Start of DATA PROVIDED

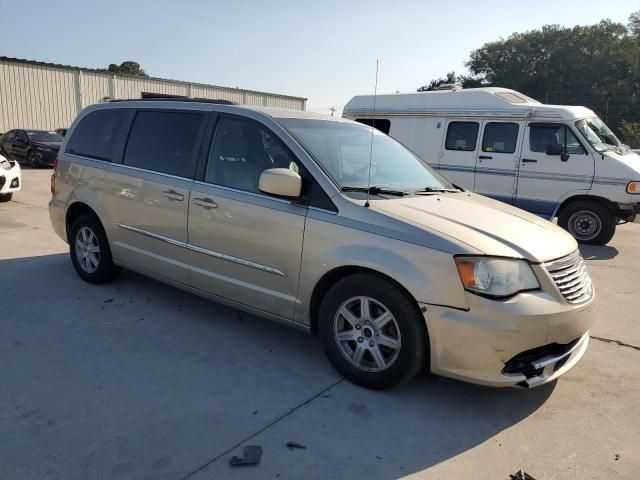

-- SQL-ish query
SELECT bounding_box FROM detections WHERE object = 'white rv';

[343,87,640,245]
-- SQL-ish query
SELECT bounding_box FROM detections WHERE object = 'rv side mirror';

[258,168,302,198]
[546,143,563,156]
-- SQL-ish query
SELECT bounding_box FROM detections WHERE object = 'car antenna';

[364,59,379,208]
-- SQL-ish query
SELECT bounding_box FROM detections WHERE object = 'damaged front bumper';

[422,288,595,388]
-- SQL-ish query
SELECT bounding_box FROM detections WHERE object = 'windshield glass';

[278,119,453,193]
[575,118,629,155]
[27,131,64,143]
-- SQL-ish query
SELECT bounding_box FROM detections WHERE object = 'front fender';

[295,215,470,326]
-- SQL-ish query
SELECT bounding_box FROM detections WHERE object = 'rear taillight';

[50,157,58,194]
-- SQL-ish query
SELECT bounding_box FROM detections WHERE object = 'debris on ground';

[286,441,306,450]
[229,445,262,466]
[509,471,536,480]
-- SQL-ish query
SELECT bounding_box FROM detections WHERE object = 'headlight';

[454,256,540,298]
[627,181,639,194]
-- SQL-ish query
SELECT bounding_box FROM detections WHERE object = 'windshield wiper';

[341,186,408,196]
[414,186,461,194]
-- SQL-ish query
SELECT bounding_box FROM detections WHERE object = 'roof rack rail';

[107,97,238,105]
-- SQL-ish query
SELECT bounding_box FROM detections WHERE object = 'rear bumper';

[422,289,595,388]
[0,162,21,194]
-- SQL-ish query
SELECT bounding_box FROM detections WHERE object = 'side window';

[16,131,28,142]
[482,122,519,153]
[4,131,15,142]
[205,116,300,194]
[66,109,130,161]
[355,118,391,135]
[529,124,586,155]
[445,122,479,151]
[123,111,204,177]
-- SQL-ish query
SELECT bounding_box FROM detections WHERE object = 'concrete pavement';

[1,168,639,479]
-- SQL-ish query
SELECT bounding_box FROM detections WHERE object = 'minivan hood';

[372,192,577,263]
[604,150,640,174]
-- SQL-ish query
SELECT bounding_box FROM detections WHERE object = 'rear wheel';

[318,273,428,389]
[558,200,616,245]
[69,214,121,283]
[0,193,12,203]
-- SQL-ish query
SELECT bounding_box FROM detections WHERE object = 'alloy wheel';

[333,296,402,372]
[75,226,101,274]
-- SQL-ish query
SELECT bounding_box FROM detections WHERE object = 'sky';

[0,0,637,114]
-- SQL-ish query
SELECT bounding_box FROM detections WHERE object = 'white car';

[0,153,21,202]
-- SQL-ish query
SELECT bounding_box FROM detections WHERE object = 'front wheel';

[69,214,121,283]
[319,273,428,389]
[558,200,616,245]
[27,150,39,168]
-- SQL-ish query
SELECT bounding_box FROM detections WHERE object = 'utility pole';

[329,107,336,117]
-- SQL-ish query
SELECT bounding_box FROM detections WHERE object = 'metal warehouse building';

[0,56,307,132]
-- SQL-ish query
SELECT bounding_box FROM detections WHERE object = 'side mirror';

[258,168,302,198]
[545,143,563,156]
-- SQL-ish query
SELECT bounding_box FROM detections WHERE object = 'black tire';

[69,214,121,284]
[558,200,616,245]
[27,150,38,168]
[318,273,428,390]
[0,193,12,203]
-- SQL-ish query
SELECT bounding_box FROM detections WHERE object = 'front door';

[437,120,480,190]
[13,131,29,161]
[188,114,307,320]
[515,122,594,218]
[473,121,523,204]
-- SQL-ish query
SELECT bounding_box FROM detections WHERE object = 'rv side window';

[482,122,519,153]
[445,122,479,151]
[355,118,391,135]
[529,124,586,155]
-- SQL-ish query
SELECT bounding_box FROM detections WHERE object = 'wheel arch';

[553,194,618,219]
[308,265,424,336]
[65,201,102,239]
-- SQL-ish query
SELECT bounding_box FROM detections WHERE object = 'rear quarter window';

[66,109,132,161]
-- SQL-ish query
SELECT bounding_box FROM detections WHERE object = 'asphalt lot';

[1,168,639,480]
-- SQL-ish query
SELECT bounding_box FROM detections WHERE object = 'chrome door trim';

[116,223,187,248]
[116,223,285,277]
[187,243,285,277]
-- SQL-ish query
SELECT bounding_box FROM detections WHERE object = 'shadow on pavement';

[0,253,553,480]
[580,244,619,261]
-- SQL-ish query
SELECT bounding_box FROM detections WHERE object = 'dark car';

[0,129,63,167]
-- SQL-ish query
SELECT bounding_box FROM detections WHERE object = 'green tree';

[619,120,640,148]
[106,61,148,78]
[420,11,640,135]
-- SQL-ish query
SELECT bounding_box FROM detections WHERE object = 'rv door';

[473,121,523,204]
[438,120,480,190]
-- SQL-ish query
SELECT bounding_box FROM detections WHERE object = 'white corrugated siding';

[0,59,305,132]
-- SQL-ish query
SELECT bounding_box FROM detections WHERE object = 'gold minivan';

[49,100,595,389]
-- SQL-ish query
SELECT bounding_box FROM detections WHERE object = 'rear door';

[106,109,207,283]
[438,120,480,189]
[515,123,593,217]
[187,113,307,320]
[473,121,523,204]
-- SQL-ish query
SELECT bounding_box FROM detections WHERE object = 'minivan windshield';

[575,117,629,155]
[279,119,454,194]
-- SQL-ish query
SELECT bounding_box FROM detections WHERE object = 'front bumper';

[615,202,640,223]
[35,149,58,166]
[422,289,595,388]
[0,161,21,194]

End of DATA PROVIDED

> **WORK ORDER**
Output nothing but the records, word for word, and none of their pictures.

> **RESULT**
-- SQL-ish query
SELECT bounding_box FROM detections WHERE object = 'white rv';

[343,87,640,245]
-- SQL-ish query
SELECT bounding_box FROM detections WHERE object = 'rv side mirror';

[258,168,302,198]
[546,143,563,156]
-- SQL-ish query
SELECT bounding_box FROM detections WHERE object = 'car antenna';

[364,59,379,208]
-- SQL-ish query
SELECT bounding_box FROM detections WHERE object = 'damaged front bumper';

[422,288,595,388]
-- SQL-ish query
SELECT bounding_box FROM detections WHERE object = 'windshield glass';

[278,119,453,193]
[575,118,629,155]
[27,131,64,143]
-- SQL-ish query
SELECT bounding_box FROM detections WHERE object = 'front fender';

[295,215,470,326]
-- SQL-ish query
SELECT bounding_box FROM detections WHERE object = 'rear taillight';

[50,157,58,194]
-- SQL-ish query
SELECT bounding_box FROM detections WHERE object = 'debris on ground';

[286,441,306,450]
[229,445,262,466]
[509,471,536,480]
-- SQL-ish query
SELECT bounding_box FROM detections WHERE object = 'headlight';

[454,256,540,298]
[627,181,639,194]
-- SQL-ish query
SELECT bounding_box FROM detections WHERE object = 'windshield wiper';

[341,186,408,196]
[414,186,461,194]
-- SQL-ish query
SELECT bounding_box FROM detections WHERE object = 'roof rack rail';

[107,97,238,105]
-- SQL-ish query
SELECT bounding_box FROM detections WHERE object = 'rear bumper';

[422,289,595,388]
[0,162,21,194]
-- SQL-ish query
SELECT bounding_box FROM detections WHERE object = 'side window';

[16,131,28,142]
[482,122,519,153]
[4,131,15,142]
[205,116,300,194]
[66,109,130,161]
[355,118,391,135]
[529,124,586,155]
[445,122,479,151]
[123,111,204,177]
-- SQL-ish query
SELECT bounding_box FROM detections WHERE object = 'concrete pavement';

[1,168,639,479]
-- SQL-ish query
SELECT bounding_box FROM detections WHERE object = 'minivan hood';

[372,192,577,263]
[604,150,640,174]
-- SQL-ish query
SELECT bounding_box FROM detections WHERE object = 'rear wheel';

[318,273,428,389]
[558,200,616,245]
[69,214,121,283]
[0,193,12,203]
-- SQL-ish query
SELECT bounding_box FROM detections WHERE object = 'alloy wheel';

[333,296,402,372]
[75,226,101,274]
-- SQL-ish query
SELECT bounding_box FROM detections WHERE object = 'sky';

[0,0,637,114]
-- SQL-ish query
SELECT bounding_box FROM detections WHERE object = 'white car';

[0,153,21,202]
-- SQL-ish query
SELECT bounding_box FROM detections WHERE object = 'front wheel';

[69,214,121,283]
[319,273,428,389]
[558,200,616,245]
[27,150,39,168]
-- SQL-ish query
SELECT bounding_box FROM detections WHERE object = 'utility pole';

[329,107,336,117]
-- SQL-ish query
SELECT bounding_box FROM detections WHERE object = 'metal warehouse building';

[0,56,307,132]
-- SQL-ish query
SELECT bounding_box FROM detections WHERE object = 'side mirror';

[258,168,302,198]
[545,143,563,156]
-- SQL-ish query
SELECT bounding_box FROM detections WHERE object = 'black tire';

[69,214,121,284]
[558,200,616,245]
[27,150,38,168]
[318,273,428,390]
[0,193,12,203]
-- SQL-ish query
SELECT bounding_box FROM detections WHERE object = 'front door';

[437,120,480,190]
[13,131,29,161]
[188,114,307,320]
[515,122,594,218]
[473,121,523,204]
-- SQL-ish query
SELECT bounding_box FROM detections WHERE object = 'rv side window';

[482,122,519,153]
[445,122,479,151]
[355,118,391,135]
[529,124,586,155]
-- SQL-ish query
SELECT bounding_box FROM detections WHERE object = 'wheel arch';

[553,194,618,219]
[308,265,424,336]
[65,201,102,239]
-- SQL-ish query
SELECT bounding_box FROM detections WHERE object = 'rear quarter window';

[66,109,132,161]
-- SQL-ish query
SELECT bounding_box FROM detections WHERE object = 'asphalt lot';

[1,168,639,480]
-- SQL-ish query
SELECT bounding_box FROM detections WHERE object = 'chrome door trim';

[116,223,187,248]
[116,223,285,277]
[187,243,285,277]
-- SQL-ish query
SELECT bounding_box FROM detections WHERE object = 'shadow on pavement';

[0,253,553,480]
[580,244,619,261]
-- SQL-ish query
SELECT bounding_box FROM detections WHERE object = 'dark car';

[0,129,63,167]
-- SQL-ish query
SELECT bounding_box FROM detections WHERE object = 'green tree';

[619,120,640,148]
[106,61,148,78]
[420,11,640,135]
-- SQL-ish query
SELECT bounding_box FROM detections WHERE object = 'rv door';

[473,121,523,204]
[438,120,480,190]
-- SQL-ish query
SELECT bounding_box FROM detections WHERE object = 'white corrugated siding';

[0,59,305,132]
-- SQL-ish query
SELECT bounding_box FROM detections WHERE object = 'gold minivan';

[49,100,595,389]
-- SQL-ish query
SELECT bounding_box FROM detections WHERE object = 'rear door';

[106,109,207,283]
[438,120,480,189]
[515,123,593,217]
[187,113,307,320]
[473,121,523,204]
-- SQL-ish query
SELECT bounding_box FROM detections WHERE object = 'minivan windshield';

[575,117,629,155]
[279,119,454,194]
-- SQL-ish query
SELECT bounding_box FROM detections WHERE object = 'front bumper';

[615,202,640,223]
[35,149,58,166]
[422,289,595,388]
[0,161,21,194]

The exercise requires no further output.